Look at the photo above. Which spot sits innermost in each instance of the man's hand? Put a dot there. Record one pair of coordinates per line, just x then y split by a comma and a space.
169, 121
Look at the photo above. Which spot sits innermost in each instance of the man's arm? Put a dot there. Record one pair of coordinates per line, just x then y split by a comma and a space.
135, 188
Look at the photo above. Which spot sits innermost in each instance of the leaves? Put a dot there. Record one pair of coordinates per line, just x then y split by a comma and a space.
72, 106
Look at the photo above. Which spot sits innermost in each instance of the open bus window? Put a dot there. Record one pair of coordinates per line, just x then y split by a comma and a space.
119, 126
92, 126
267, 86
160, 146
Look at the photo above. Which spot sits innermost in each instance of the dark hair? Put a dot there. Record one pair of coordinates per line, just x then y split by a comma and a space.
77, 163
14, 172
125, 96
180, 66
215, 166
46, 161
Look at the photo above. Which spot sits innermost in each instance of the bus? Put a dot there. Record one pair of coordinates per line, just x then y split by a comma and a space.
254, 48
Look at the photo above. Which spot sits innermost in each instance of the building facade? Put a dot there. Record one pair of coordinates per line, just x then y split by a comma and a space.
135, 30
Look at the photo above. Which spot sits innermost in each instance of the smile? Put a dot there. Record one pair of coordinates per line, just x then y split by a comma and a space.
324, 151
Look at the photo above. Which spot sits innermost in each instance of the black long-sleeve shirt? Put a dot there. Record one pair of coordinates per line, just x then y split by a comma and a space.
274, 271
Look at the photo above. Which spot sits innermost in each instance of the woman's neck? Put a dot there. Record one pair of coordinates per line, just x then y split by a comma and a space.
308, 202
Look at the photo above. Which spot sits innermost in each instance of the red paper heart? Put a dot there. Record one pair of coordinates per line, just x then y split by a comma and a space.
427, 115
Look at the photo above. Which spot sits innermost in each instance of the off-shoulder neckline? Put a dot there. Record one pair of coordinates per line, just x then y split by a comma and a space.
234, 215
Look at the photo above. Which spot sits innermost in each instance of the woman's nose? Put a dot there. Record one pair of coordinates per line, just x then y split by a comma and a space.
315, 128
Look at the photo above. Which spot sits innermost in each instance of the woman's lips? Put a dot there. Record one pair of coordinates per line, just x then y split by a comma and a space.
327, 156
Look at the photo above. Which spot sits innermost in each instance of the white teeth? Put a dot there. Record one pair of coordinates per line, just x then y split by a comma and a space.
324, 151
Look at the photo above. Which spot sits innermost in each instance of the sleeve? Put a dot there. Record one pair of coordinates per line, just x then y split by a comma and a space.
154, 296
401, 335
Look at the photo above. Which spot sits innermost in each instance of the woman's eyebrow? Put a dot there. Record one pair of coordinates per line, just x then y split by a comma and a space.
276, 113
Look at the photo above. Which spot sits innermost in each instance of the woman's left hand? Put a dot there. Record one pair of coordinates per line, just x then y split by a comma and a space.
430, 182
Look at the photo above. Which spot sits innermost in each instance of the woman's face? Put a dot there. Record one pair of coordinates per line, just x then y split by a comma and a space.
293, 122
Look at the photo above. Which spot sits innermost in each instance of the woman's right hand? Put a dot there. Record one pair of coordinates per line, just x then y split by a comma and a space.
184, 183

_PROMPT_
Each line from the one containing "the woman's face?" to the end of the listing above must be printed exactly, and no other line may appear.

_WRITTEN RESPONSE_
Look at the photo above. Which spot sits innermost in each instance of the woman's face? Put a dot there. Record one pair of coordinates per line, just x then y split by a comma and a space.
293, 122
Look at the photo above. Which spot sits innermost in each instance of the woman's right hand? Put a dot there. Record one pair of coordinates per line, just x then y split by a comma and a space.
184, 183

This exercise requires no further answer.